What needs to be done: Write out the entries from the very beginning through the line containing "(1177, 402)" as a JSON list of strings, one string per line, omitting blank lines and pictures.

Data for this exercise:
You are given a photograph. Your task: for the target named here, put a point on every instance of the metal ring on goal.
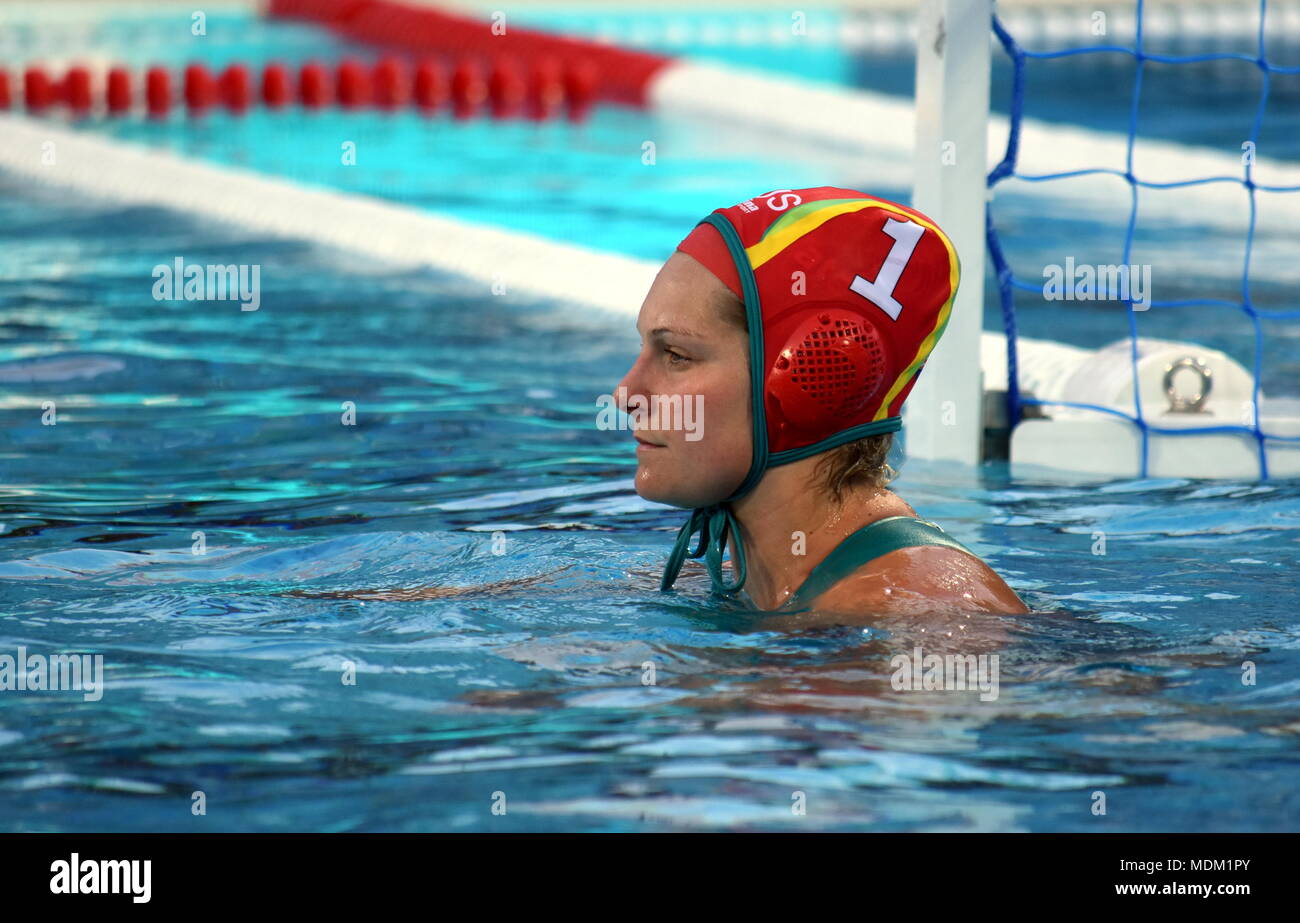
(1177, 402)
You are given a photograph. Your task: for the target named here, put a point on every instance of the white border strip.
(852, 120)
(390, 233)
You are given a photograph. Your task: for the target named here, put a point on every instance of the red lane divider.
(616, 74)
(541, 87)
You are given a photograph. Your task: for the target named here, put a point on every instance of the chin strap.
(714, 525)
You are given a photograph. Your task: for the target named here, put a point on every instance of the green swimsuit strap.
(867, 544)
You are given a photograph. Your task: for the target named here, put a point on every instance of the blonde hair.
(854, 464)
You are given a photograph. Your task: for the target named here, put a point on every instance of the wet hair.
(839, 471)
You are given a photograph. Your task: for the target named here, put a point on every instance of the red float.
(118, 91)
(38, 90)
(354, 85)
(235, 89)
(276, 91)
(430, 86)
(506, 89)
(580, 85)
(200, 89)
(77, 90)
(545, 89)
(390, 83)
(157, 92)
(468, 90)
(313, 86)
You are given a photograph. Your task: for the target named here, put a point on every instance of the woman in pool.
(798, 321)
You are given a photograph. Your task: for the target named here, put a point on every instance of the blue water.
(475, 434)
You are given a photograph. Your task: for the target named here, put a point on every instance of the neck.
(788, 527)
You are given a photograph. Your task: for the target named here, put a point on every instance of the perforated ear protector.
(831, 364)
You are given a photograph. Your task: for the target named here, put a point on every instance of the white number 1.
(880, 293)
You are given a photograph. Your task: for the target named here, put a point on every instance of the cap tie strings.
(714, 524)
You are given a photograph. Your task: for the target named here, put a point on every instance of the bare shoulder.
(924, 579)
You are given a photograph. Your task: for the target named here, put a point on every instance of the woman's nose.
(627, 391)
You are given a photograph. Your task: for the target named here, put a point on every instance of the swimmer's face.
(693, 369)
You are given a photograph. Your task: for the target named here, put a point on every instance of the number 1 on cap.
(906, 234)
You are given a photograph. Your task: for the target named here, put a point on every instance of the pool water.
(476, 416)
(476, 459)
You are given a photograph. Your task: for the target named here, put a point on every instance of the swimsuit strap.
(867, 544)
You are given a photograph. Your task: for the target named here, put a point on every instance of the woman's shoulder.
(922, 579)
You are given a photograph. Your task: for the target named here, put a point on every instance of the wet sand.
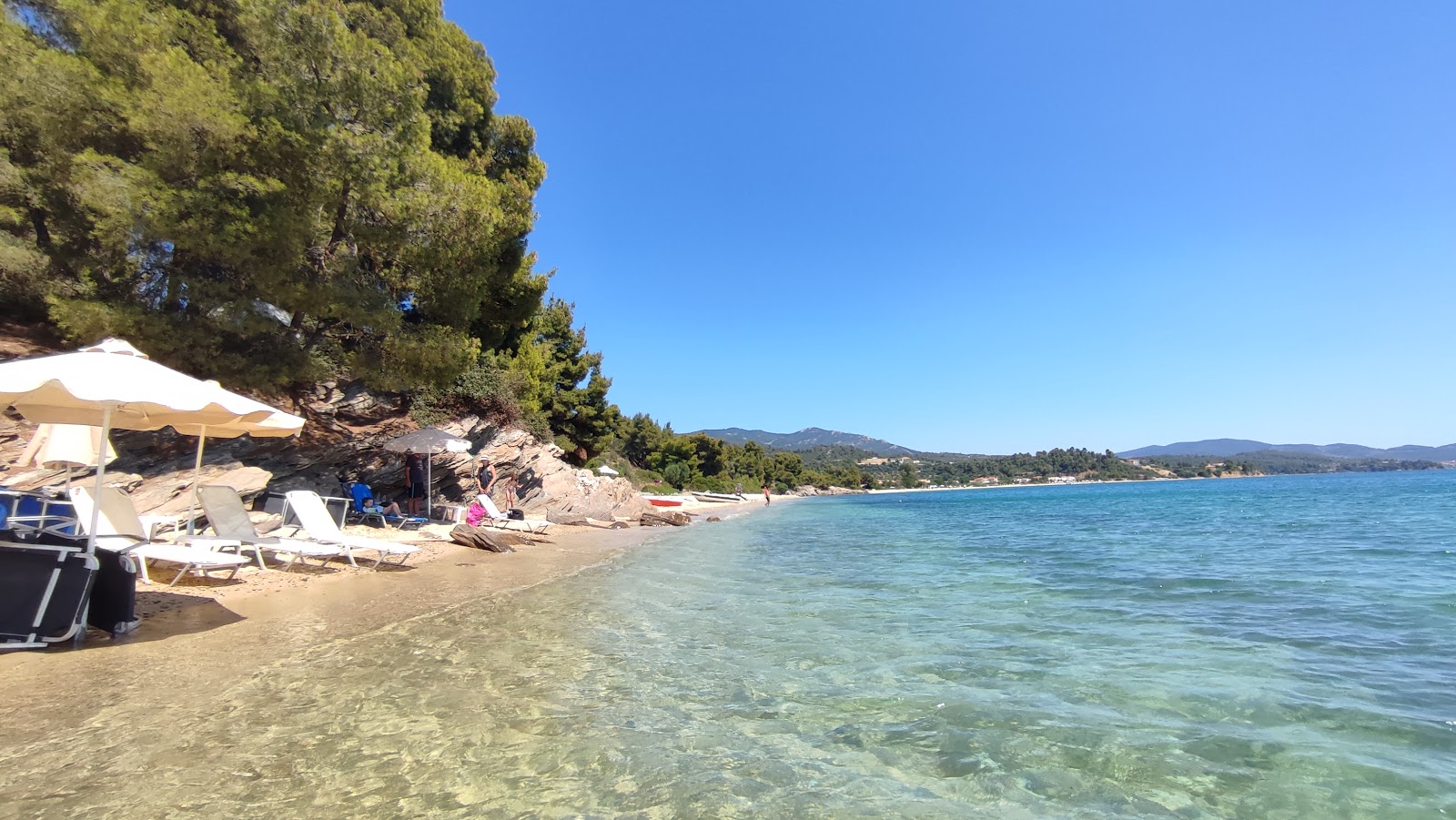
(203, 633)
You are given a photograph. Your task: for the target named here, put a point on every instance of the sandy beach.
(206, 631)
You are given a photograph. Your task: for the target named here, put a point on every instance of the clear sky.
(990, 228)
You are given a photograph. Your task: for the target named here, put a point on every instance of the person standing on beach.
(510, 492)
(485, 477)
(415, 480)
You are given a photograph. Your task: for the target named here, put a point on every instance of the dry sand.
(201, 628)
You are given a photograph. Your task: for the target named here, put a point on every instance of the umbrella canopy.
(116, 385)
(66, 446)
(136, 393)
(429, 440)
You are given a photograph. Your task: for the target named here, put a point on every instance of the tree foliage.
(267, 193)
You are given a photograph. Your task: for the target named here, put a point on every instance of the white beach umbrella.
(66, 446)
(429, 441)
(276, 424)
(116, 385)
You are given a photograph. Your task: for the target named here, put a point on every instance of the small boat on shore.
(718, 497)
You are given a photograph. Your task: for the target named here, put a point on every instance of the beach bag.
(466, 535)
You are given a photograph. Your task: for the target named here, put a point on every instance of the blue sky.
(1002, 226)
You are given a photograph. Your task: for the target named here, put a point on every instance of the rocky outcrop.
(810, 490)
(346, 434)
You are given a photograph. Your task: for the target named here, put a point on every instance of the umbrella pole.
(101, 482)
(197, 471)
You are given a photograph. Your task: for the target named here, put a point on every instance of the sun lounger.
(315, 517)
(359, 491)
(229, 519)
(120, 529)
(497, 517)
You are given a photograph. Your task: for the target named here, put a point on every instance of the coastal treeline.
(652, 451)
(283, 193)
(948, 470)
(1279, 462)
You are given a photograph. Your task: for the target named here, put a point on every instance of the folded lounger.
(120, 529)
(229, 519)
(315, 517)
(495, 516)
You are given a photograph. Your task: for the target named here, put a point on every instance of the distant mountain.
(810, 437)
(1206, 448)
(1239, 446)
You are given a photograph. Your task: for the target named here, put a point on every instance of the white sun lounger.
(120, 529)
(320, 526)
(497, 517)
(229, 519)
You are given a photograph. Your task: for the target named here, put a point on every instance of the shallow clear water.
(1256, 648)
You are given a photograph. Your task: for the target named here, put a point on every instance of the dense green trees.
(268, 193)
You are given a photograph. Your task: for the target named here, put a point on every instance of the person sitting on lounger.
(370, 506)
(477, 514)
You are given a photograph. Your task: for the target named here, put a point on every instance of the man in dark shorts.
(415, 480)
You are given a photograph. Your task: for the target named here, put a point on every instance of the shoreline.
(203, 631)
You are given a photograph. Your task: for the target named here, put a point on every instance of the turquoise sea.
(1254, 648)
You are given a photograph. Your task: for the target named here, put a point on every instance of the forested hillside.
(284, 193)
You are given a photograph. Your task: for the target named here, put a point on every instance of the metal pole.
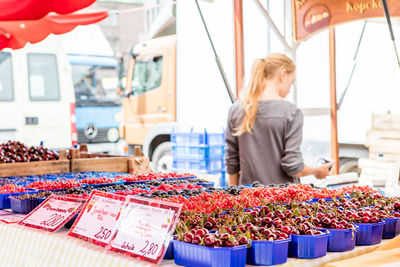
(273, 26)
(239, 45)
(354, 67)
(334, 129)
(387, 15)
(217, 59)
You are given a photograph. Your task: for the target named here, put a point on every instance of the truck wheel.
(349, 165)
(162, 158)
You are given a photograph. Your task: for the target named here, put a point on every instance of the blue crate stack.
(199, 152)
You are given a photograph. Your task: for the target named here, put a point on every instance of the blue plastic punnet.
(24, 206)
(309, 246)
(191, 255)
(169, 254)
(369, 233)
(342, 240)
(268, 252)
(391, 228)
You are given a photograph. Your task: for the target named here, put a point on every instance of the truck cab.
(149, 105)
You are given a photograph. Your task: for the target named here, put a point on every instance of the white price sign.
(53, 213)
(98, 218)
(144, 228)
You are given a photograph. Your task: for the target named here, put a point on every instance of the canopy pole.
(334, 129)
(239, 45)
(217, 59)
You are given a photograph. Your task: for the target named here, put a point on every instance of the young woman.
(264, 131)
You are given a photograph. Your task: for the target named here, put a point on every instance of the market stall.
(103, 218)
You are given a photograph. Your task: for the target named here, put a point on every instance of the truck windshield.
(95, 85)
(147, 75)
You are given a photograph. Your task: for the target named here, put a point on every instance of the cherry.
(272, 236)
(188, 237)
(208, 225)
(266, 220)
(231, 243)
(218, 243)
(196, 240)
(209, 241)
(243, 240)
(286, 229)
(283, 235)
(224, 236)
(365, 219)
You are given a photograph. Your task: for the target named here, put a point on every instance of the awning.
(15, 34)
(36, 9)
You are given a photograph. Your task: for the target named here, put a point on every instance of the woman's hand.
(322, 171)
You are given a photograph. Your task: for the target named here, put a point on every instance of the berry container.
(391, 228)
(309, 246)
(205, 185)
(369, 233)
(342, 240)
(169, 254)
(24, 206)
(106, 184)
(5, 198)
(191, 255)
(268, 252)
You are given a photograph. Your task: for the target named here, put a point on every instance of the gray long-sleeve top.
(271, 153)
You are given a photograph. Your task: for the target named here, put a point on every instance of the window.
(43, 77)
(6, 77)
(147, 75)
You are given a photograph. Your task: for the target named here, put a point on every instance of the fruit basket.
(192, 255)
(369, 233)
(268, 252)
(309, 246)
(342, 240)
(391, 228)
(24, 206)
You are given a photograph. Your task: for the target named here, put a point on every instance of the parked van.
(37, 101)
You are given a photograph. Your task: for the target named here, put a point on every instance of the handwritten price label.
(53, 213)
(145, 229)
(98, 218)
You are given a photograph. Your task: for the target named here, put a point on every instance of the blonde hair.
(262, 69)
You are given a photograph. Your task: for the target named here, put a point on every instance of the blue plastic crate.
(342, 240)
(195, 139)
(24, 206)
(169, 254)
(391, 228)
(369, 233)
(308, 246)
(268, 252)
(191, 255)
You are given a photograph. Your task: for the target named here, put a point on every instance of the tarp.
(36, 9)
(15, 34)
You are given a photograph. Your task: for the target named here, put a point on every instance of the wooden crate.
(82, 161)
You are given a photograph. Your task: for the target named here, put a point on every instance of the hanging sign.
(312, 16)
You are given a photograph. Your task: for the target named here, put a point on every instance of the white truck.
(37, 101)
(187, 89)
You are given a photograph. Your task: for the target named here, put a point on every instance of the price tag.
(98, 218)
(145, 228)
(53, 213)
(10, 217)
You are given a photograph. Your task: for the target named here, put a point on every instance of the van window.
(147, 75)
(43, 77)
(6, 77)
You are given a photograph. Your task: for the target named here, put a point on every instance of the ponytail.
(262, 69)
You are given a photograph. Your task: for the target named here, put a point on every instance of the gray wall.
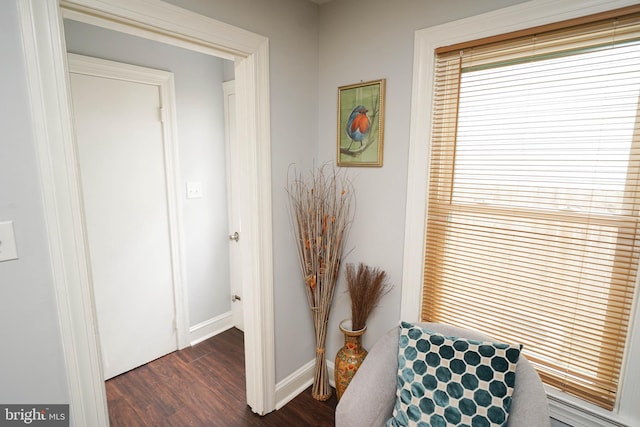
(310, 56)
(378, 45)
(292, 29)
(200, 115)
(31, 359)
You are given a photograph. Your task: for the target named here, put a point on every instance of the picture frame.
(361, 124)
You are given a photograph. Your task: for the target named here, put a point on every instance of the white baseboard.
(209, 328)
(294, 384)
(299, 381)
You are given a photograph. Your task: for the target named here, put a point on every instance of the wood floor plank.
(203, 385)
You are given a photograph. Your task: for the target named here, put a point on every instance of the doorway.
(125, 159)
(46, 70)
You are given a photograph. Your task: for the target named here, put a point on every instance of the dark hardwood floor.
(203, 385)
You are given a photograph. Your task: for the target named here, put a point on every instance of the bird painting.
(358, 125)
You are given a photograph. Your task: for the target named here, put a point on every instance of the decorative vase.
(349, 357)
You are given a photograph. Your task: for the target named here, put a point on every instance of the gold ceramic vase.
(349, 357)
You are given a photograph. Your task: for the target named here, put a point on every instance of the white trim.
(210, 328)
(574, 412)
(43, 46)
(299, 381)
(165, 81)
(294, 384)
(41, 25)
(521, 16)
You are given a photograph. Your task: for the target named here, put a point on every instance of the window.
(532, 211)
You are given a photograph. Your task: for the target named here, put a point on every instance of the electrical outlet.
(7, 242)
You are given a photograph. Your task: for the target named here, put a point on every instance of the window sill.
(576, 412)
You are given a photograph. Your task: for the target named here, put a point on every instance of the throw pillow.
(450, 381)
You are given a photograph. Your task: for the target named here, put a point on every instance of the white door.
(235, 226)
(121, 151)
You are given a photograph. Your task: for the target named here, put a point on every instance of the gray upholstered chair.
(369, 399)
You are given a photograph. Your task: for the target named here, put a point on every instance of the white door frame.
(233, 169)
(46, 66)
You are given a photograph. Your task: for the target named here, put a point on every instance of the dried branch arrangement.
(365, 286)
(320, 207)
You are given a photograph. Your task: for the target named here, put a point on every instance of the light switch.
(7, 242)
(194, 190)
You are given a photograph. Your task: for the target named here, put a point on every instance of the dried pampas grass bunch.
(365, 286)
(320, 208)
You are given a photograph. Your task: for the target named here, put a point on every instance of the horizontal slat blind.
(532, 224)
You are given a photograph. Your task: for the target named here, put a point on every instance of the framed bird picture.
(361, 124)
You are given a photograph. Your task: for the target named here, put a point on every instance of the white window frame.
(563, 407)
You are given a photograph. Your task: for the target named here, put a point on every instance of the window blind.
(532, 221)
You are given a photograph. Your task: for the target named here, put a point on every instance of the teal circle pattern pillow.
(448, 381)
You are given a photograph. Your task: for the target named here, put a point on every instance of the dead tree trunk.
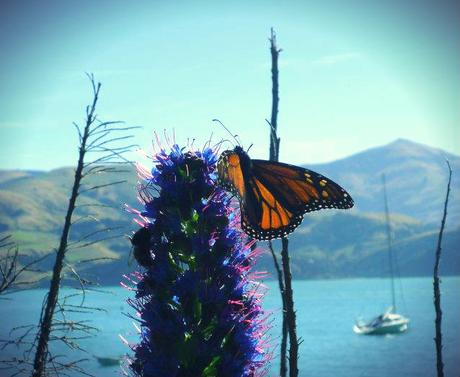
(98, 138)
(284, 275)
(47, 317)
(436, 282)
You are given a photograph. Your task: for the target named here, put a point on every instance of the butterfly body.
(274, 196)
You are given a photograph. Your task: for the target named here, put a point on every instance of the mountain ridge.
(328, 243)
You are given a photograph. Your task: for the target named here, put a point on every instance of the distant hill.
(327, 244)
(416, 178)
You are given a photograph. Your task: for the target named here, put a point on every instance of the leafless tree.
(436, 282)
(284, 272)
(11, 269)
(102, 149)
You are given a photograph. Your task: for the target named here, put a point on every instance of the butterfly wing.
(284, 194)
(274, 196)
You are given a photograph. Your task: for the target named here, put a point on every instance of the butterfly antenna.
(226, 129)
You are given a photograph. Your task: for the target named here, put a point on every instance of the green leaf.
(211, 369)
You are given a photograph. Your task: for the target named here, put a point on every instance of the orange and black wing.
(278, 195)
(274, 196)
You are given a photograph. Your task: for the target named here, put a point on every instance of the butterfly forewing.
(274, 196)
(300, 190)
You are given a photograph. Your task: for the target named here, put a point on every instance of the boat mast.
(390, 250)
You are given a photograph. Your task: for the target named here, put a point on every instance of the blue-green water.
(326, 311)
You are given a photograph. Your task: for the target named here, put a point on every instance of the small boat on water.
(386, 323)
(389, 322)
(108, 361)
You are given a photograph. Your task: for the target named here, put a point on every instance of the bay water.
(326, 312)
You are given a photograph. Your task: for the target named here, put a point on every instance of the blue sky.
(353, 74)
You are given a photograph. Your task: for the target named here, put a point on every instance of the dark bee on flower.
(141, 247)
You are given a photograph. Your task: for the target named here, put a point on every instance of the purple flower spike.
(198, 305)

Reply to the exercise:
[
  "You are given a photograph. Your task: for the target named here, put a point on every instance of the metal ring on goal.",
  "(1177, 402)"
]